Image-grounded pointing data:

══════════

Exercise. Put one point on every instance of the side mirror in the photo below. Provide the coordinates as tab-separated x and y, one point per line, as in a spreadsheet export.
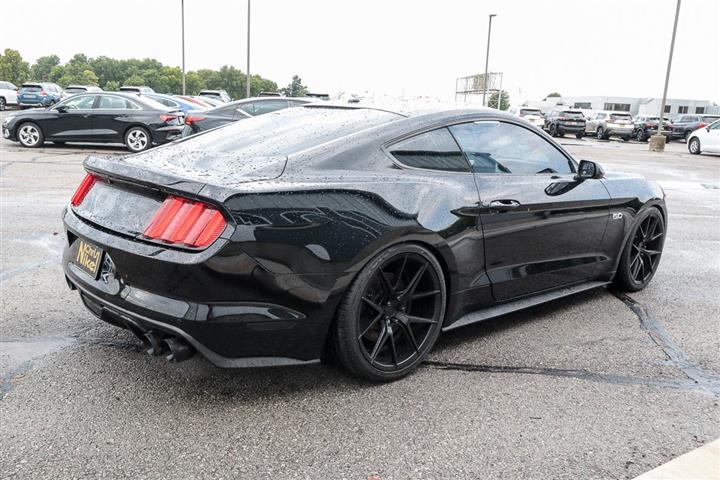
588	170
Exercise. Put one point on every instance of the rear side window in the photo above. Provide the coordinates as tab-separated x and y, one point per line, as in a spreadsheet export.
434	150
498	147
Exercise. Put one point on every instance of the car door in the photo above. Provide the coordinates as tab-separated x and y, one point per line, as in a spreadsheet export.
71	120
542	227
113	113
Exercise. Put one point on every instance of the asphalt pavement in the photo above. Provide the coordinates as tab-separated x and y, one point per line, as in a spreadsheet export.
600	385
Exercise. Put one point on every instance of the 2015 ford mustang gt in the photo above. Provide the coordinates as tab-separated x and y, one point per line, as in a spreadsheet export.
350	231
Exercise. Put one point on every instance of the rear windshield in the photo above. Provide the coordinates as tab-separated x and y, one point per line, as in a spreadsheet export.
527	111
287	131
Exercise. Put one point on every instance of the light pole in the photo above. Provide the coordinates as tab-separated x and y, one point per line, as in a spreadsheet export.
487	57
182	16
247	81
657	141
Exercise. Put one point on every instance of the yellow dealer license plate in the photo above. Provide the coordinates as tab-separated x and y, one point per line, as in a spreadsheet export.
88	258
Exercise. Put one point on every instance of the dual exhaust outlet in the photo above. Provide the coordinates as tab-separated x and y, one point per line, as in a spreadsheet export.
175	349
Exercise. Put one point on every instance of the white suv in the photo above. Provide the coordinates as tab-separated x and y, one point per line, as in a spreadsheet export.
8	94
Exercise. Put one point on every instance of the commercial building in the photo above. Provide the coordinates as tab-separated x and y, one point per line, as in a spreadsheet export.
634	105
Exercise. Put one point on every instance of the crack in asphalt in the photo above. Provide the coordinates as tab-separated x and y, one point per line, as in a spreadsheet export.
709	381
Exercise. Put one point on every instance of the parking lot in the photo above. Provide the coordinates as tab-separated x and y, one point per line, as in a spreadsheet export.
599	385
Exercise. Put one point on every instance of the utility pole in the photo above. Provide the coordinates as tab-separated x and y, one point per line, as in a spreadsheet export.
487	57
657	141
247	82
182	16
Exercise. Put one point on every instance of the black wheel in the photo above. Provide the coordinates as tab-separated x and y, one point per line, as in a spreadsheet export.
694	146
30	135
391	315
641	255
137	139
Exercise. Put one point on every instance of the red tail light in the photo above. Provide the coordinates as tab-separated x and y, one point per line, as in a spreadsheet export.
190	119
83	190
185	222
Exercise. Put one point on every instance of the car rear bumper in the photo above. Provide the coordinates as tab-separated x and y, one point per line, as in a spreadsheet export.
226	306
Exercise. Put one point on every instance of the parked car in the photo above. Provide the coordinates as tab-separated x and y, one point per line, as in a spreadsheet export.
684	125
175	102
42	94
8	94
333	228
132	89
532	115
705	139
561	121
646	125
73	89
105	117
238	110
608	124
221	95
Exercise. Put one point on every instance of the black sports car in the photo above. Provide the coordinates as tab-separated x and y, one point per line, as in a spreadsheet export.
97	117
349	231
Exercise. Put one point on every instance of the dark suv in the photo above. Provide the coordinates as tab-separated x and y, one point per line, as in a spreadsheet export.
686	124
560	122
646	126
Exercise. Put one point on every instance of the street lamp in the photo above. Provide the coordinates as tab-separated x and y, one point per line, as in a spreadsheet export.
487	57
247	81
182	16
657	141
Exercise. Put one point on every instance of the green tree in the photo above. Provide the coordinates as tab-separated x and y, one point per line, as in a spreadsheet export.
504	100
13	68
43	66
296	88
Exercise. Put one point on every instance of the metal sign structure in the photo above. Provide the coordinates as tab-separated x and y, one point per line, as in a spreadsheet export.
476	85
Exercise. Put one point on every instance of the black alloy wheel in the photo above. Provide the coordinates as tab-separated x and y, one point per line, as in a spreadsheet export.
392	314
641	255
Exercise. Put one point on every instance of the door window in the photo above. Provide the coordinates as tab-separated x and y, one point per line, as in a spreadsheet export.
499	147
434	150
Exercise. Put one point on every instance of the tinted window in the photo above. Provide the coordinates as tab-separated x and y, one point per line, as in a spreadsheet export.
108	102
497	147
83	102
269	106
436	150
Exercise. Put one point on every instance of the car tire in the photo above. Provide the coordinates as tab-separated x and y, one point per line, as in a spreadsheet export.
391	315
30	135
137	139
641	255
694	146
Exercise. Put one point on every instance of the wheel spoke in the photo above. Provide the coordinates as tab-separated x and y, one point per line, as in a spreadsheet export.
379	344
373	322
372	305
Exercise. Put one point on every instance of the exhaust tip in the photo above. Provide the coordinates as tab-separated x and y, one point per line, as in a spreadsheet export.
179	349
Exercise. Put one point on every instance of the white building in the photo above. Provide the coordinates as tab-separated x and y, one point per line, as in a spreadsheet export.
634	105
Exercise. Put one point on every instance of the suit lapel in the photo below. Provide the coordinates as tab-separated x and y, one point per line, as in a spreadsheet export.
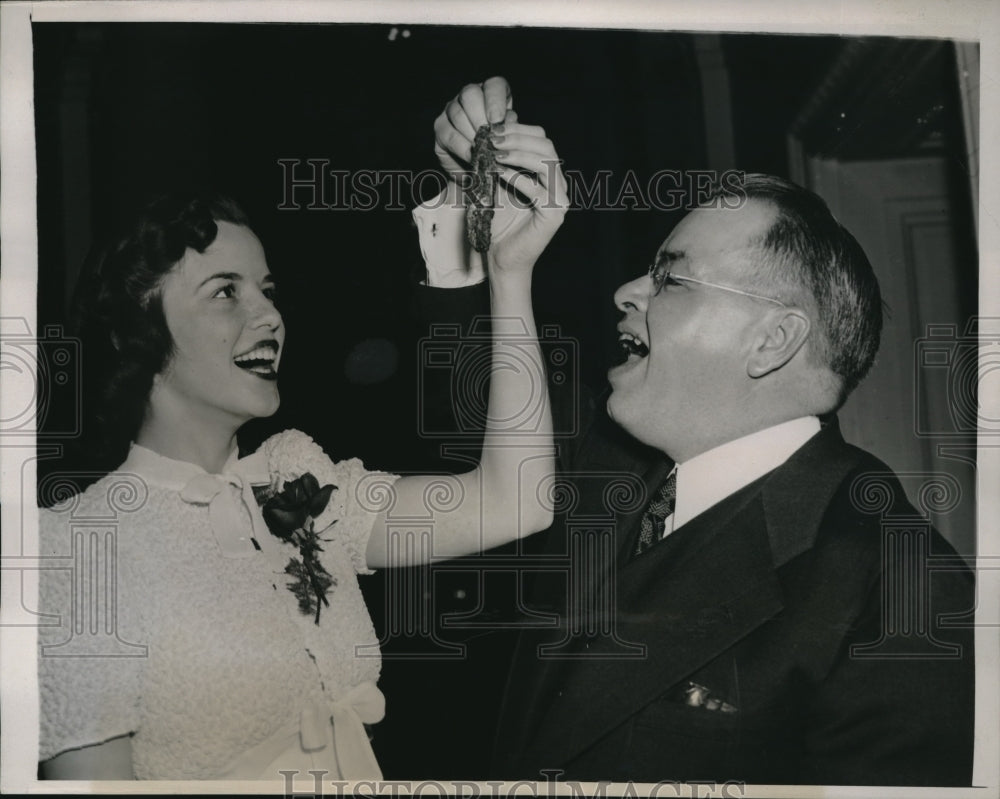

══════════

> Problem description: The entries above need to be printed again exactly; please exclude all pictures.

> Exercise answer:
Exercise. Put one point on every instance of the side mirror in the photo below. Provide the coordinates as tab-separated x and y, one point per line, as in a spreadsheet export.
588	170
Exercise. Put one point on every instance of the rear side window in the photo above. Provide the coordinates as tab-separated x and y, one point per line, as in a spreadsheet export.
434	150
498	147
Exercise. Put one point on every instance of the car door in the photo above. Provide the coordinates as tab-separated x and y, one point per line, as in a spreadsheet export.
71	120
542	227
113	113
Exercise. Put one point on every instance of the asphalt pavement in the photo above. Provide the coordinates as tab-separated x and y, one point per line, as in a spreadsheet export.
600	385
Exercise. Put one point on every instance of the 2015 ford mustang gt in the photo above. Provide the coordinates as tab-separated x and y, one point per line, as in a spreadsheet export.
350	231
Exercise. Put one point on every instance of the rear windshield in the photo above. Provide the coordinates as tab-separated x and y, one point per line, as in a spreadsheet export.
527	111
287	131
Exercise. Put one point on every instance of the light pole in the photo above. Provide the coordinates as tab-separated x and y, one point per line, as in a spreadsheet export.
487	57
182	16
247	81
657	141
Exercise. Put one point on every instance of the yellow dealer license plate in the photo above. Provide the coordinates as tab-separated x and y, one point per line, as in a spreadsheet export.
88	258
Exercise. Put one point on every instance of the dual exhaust outlet in the photo above. Provide the coordinates as tab-separated x and y, one point per line, as in a spreadsheet export.
175	349
Exercise. Put one point on every instance of the white suv in the photo above. Provide the coordinates as tab-separated x and y, one point per line, as in a spreadsheet export.
8	94
Exercise. Put one point on every instance of the commercial building in the photo above. Provide the coordinates as tab-separated x and y, one point per line, as in a spreadsheet export.
634	105
Exercise. Put one point on every instance of the crack in asphalt in the photo above. Provide the coordinates as tab-separated x and y, one point per line, as in a spreadsheet export.
709	381
Exercise. Put one point on every instance of the parking lot in the photo above. Provide the coordinates as tab-separated x and y, one point per line, as in a spreadsheet export.
599	385
Exercise. Put one point on every instance of the utility pole in the photo above. Provide the coordinates as tab-separated x and y, one point per line, as in a spreadsheet export.
487	57
657	141
247	82
182	16
Exercise. Put one point on every instance of the black wheel in the photo above. Provide the coordinates as tab-separated x and y, one point per line, as in a spreadsheet export.
694	146
30	135
391	315
641	255
137	139
Exercise. Put one point on every instance of the red tail light in the photo above. Provide the coordinates as tab-separated x and y, one point per line, as in a spreadsheet export.
190	119
83	190
185	222
Exercise. Put one point on every instance of the car rear bumper in the photo above. Provide the coordinates as tab-separated x and y, one point per line, as in a spreadsheet export.
226	306
Exercise. Put one point on every instance of the parked car in the photo above. Provide the coordinates as tab-separated x and y, one point per line, as in a spreadsheet export.
684	125
175	102
42	94
8	94
333	228
132	89
532	115
705	139
561	121
646	125
73	89
105	117
238	110
608	124
221	95
Exercise. Put one point on every instance of the black sports car in the photo above. Provide the coordinates as tab-separated x and y, one point per line, as in a spreadsheet export.
97	117
349	231
Exercise. Put one point on every instance of the dark suv in the photo above. Provide the coordinates as tab-separated x and y, one point per line, as in a spreadsheet export.
686	124
560	122
646	126
Exercise. Put one point on every instance of the street lamp in the photo above. Provide the coordinates as tab-separated x and y, one point per line, as in a spreadsheet export.
487	57
247	81
182	16
657	141
Exercise. Put one point on every instance of the green tree in the photo above. Provide the coordinates as tab-separated x and y, one point per line, as in a spreadsheet export.
504	100
13	68
43	66
296	88
Exercise. Put one point on every instance of the metal sign structure in the photo above. Provide the coordinates as tab-separated x and y, one point per line, as in a spreadsheet export.
476	85
Exercise. Put one point on every instance of the black alloy wheel in the photo above. Provide the coordinates as tab-separated x and y, one point per line, as in a spreadsheet export.
392	314
641	255
Exercise. Put one point on every instance of the door window in the photo above. Provide the coordinates as tab-separated x and y, one point per line, as in a spreadsheet export.
499	147
434	150
Exercise. Put one point on every instance of the tinted window in the photo above. Provide the coordinates as tab-separated x and y, one point per line, as in a spreadsheet export.
108	102
497	147
83	102
269	106
436	150
Exercise. Put one point on every instance of the car tire in the photo above. Provide the coordinates as tab-separated x and y, one point per line, as in a spreadsheet export.
391	315
30	135
137	139
641	255
694	146
Exercise. Put one point on every instance of the wheel spoke in the photo above. Provide the coordinates as tab-separated x and y, one point per line, as in a spreadsheet export.
379	344
373	322
372	305
Exercise. Put one point on every instance of the exhaust tip in the photo above. Provide the coordinates as tab-separated x and y, one point per line, as in a spreadsheet export.
179	349
Exercise. Put one point on every instance of the white building in the photo above. Provide the coordinates as tab-separated x and y, one point per line, as in a spreadsheet export.
634	105
Exercise. Put one point on every instance of the suit lapel in the photo below. Provide the coordinates as tab-separated x and y, one point per line, as in a spreadsheet export.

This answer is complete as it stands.